_The problem_
Please rewrite every line of the listing below, including the requests. Multiply only the point coordinates in the answers by 2.4 and round them to whole numbers, with halves rounded up. Leave all other numbers unchanged, and leave out the pictures.

_Input material_
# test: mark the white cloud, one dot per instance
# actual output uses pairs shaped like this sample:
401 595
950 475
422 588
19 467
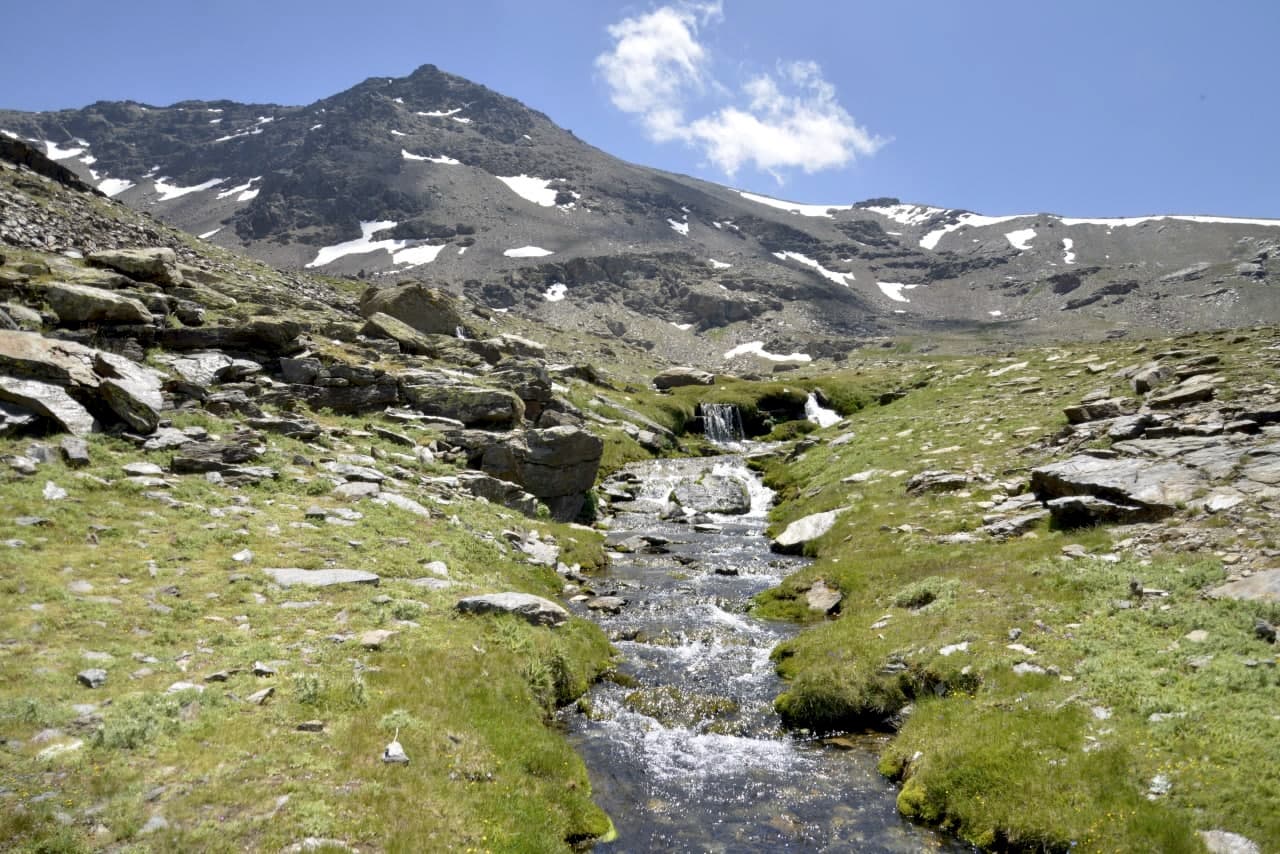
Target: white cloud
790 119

_Correct answer_
# test: mark the white cloud, one dot per instance
# actual output uses pairs shaped like this sample:
401 595
950 475
422 588
19 467
Target: white cloud
1896 286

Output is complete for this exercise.